START DATASET

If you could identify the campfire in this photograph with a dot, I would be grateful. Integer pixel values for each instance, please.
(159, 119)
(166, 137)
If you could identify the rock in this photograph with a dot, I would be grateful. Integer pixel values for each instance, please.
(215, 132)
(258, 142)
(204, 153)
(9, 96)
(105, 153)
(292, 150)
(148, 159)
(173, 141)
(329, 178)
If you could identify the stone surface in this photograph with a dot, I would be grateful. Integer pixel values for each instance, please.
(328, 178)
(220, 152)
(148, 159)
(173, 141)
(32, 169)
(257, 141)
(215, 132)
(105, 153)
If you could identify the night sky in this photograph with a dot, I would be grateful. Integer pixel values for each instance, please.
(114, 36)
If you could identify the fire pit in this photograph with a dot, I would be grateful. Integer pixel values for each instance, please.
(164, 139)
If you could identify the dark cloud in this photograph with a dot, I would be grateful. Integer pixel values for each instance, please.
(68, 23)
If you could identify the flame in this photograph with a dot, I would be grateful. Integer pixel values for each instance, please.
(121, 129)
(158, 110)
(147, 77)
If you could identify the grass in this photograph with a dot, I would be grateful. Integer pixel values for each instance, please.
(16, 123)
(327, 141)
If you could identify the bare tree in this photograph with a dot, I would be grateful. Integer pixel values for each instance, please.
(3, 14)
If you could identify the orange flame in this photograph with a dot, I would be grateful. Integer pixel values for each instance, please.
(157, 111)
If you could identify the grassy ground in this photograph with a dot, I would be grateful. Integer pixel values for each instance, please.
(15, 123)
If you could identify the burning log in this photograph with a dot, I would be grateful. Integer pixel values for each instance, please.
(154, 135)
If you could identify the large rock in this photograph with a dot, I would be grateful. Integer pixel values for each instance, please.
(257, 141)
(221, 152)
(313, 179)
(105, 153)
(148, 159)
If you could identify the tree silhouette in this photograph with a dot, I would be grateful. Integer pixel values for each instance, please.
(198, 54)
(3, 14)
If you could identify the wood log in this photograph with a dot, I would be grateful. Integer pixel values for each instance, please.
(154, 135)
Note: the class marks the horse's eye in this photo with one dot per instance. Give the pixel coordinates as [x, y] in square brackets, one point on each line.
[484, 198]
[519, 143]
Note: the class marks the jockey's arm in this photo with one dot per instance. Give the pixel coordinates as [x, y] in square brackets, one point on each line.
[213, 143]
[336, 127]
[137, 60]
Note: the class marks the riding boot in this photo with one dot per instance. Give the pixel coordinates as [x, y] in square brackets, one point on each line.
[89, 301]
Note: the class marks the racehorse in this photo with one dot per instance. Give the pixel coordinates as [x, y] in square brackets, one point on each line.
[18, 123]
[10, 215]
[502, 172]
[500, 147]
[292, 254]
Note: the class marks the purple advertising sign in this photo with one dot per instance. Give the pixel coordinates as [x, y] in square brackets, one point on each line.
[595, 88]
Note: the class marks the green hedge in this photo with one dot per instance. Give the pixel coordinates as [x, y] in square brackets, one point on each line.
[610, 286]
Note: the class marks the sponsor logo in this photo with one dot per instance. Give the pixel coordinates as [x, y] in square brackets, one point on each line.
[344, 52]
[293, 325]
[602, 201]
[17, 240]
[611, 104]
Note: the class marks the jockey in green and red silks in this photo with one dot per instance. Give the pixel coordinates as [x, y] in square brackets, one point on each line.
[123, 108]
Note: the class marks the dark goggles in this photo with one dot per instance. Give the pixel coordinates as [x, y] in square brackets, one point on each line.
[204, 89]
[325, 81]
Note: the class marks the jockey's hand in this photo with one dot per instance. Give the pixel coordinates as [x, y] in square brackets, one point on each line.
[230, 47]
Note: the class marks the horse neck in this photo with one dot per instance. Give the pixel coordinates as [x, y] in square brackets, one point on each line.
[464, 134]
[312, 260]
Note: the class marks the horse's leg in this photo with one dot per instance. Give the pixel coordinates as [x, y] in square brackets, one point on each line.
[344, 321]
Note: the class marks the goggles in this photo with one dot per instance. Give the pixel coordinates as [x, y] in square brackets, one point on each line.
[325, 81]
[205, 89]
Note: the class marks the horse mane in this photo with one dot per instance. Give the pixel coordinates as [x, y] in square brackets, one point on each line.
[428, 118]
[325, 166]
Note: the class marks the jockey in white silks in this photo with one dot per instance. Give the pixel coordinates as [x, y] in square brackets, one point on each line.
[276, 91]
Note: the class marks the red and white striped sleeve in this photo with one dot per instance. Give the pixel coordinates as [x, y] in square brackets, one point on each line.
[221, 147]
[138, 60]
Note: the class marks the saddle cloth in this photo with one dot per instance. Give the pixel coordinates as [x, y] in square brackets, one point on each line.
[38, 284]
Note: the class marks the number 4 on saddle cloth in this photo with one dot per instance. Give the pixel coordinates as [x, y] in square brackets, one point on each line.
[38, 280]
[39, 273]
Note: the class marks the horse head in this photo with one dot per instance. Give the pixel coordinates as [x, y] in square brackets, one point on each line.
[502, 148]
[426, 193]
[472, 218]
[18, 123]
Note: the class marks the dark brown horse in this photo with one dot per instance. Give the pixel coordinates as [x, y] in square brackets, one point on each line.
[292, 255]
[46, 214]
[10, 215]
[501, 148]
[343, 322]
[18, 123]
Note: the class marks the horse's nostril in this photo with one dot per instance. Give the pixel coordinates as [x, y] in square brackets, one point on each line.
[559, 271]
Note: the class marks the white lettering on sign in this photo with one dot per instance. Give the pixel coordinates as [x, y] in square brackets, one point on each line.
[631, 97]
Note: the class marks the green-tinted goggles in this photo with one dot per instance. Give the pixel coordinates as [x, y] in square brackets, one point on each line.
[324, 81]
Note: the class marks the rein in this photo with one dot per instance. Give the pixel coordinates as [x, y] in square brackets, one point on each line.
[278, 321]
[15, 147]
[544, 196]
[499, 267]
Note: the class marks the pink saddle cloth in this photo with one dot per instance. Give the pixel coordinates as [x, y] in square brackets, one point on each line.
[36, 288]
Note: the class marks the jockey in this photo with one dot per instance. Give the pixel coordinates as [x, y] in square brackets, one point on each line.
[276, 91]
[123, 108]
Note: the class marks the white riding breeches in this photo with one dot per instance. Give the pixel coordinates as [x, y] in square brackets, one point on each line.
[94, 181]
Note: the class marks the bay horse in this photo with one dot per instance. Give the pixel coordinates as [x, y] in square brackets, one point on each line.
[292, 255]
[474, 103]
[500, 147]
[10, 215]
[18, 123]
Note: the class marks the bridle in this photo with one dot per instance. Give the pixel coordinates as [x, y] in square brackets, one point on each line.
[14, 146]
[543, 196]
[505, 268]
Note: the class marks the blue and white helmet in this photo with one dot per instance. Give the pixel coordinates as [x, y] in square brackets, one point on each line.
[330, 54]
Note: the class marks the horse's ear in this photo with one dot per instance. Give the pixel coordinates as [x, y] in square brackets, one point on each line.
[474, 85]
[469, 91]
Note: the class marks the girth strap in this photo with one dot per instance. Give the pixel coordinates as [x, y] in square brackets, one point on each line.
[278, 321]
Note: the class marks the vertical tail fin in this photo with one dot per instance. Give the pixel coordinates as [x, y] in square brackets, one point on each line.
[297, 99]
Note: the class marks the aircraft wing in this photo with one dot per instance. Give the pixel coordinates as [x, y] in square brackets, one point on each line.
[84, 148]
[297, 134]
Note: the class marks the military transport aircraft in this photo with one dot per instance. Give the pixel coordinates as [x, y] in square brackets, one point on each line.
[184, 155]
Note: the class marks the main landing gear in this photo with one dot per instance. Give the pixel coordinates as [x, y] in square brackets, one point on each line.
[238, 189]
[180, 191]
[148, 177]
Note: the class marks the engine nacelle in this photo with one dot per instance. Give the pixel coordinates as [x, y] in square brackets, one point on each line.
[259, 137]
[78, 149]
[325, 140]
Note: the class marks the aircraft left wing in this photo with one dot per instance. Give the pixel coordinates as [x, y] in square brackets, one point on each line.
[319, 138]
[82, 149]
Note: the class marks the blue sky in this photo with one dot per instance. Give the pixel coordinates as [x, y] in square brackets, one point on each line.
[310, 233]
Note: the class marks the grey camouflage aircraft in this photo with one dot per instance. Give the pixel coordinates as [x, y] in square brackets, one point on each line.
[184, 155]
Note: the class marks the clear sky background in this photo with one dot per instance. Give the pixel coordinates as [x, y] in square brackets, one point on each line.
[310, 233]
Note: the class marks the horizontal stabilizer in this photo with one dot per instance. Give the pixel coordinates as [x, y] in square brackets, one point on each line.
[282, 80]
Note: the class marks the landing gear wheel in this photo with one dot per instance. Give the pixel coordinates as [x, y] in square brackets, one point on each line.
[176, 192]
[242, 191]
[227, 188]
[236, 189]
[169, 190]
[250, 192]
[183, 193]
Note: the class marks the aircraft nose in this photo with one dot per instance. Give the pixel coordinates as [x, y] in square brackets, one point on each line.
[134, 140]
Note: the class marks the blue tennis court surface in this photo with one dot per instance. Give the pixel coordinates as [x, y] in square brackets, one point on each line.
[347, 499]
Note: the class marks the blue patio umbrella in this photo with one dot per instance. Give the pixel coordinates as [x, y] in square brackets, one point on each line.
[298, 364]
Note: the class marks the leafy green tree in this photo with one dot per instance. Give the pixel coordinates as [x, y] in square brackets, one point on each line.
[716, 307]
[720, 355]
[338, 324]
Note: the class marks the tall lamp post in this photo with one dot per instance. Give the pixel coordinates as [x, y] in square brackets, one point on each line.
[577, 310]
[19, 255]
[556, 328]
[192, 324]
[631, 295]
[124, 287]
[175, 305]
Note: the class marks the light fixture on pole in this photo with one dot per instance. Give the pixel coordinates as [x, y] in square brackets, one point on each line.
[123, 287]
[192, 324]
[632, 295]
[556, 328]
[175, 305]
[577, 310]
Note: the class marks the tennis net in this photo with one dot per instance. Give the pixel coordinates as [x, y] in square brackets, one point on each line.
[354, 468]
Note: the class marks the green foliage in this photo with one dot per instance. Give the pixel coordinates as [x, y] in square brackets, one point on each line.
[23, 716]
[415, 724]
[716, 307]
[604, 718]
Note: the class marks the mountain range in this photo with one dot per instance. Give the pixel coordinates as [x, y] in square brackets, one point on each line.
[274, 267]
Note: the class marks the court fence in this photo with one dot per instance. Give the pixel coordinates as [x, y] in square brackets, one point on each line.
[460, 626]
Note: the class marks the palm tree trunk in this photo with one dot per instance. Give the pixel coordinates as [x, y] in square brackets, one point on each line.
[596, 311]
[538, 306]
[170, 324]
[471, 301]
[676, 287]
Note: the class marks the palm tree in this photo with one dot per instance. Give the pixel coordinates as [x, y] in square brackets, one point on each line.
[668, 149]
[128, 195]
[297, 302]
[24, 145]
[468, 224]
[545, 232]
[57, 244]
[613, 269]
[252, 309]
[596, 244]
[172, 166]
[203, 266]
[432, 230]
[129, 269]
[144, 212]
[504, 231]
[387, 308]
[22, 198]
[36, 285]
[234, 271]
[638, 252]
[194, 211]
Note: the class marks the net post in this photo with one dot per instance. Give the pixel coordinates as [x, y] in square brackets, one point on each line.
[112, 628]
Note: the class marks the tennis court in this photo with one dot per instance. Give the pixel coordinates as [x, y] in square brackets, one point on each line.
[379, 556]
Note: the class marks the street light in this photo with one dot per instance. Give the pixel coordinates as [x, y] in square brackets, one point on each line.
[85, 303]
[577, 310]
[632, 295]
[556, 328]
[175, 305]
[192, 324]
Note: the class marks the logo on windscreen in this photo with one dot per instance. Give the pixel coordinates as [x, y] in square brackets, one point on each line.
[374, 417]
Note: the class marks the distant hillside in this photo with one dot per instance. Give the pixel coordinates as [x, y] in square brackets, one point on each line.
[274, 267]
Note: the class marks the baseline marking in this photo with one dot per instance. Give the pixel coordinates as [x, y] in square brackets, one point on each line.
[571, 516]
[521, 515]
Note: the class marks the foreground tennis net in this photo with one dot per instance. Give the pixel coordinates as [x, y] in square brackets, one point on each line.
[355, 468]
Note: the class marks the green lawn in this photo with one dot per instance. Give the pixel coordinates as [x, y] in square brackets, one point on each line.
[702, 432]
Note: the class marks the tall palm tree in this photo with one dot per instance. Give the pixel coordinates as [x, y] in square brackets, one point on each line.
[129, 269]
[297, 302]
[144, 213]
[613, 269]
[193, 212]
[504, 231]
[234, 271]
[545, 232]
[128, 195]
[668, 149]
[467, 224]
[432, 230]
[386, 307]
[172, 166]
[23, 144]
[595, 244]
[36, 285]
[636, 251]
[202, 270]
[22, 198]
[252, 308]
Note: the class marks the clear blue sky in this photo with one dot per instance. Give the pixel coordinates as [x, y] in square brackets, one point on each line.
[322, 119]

END DATASET

EXERCISE INSTRUCTIONS =
Print exactly the lines from the one with "Note: the class marks the tennis court" through the end of the data, inclusive.

THE ANSWER =
Note: the class marks the tennis court in this photo with one dot per instance. Give the pixel coordinates as [x, y] in square brackets, one point on each line.
[379, 556]
Note: the class marks the street light in this photo with one dot per instance. Give the pixel coordinates as [x, y] in square brackets, one point on each line.
[85, 303]
[577, 310]
[632, 295]
[556, 328]
[175, 305]
[192, 324]
Note: the class marks the logo on windscreen in this photo with one dot per instance. Give the pixel coordinates as [x, y] in square brackets, one point on each line.
[374, 417]
Note: the class marks the distant hillside in this photo with one dot per instance. Give the pixel coordinates as [x, y] in square brackets, one point on each line.
[274, 267]
Note: the class marks the baseline marking in this photo with one dot per instance. Give the pixel coordinates as [x, y] in square brackets, one point on each line.
[571, 516]
[521, 515]
Note: the class marks the foreground tennis net in this photo with one dot per instance. Give the pixel coordinates as [x, y] in square brackets, one point on each line.
[355, 468]
Note: the class marks the green lawn in this photo with one dot per instance. Give the pixel coordinates as [x, y] in square brackets, one point on each line.
[702, 432]
Note: the class marks the tall palm tree in this photo with one dot per instance. Give the pixel coordinates as [x, y] in square brackets, one point on each line.
[129, 269]
[297, 302]
[144, 213]
[613, 269]
[193, 212]
[504, 231]
[234, 271]
[545, 232]
[128, 195]
[668, 149]
[467, 224]
[432, 230]
[386, 307]
[172, 166]
[23, 144]
[595, 244]
[36, 285]
[636, 251]
[202, 270]
[22, 198]
[252, 308]
Note: the class marks the clear blue sky in this photo with one dot per instance. Give the pixel coordinates as [x, y] in square brackets, one point on each line.
[322, 119]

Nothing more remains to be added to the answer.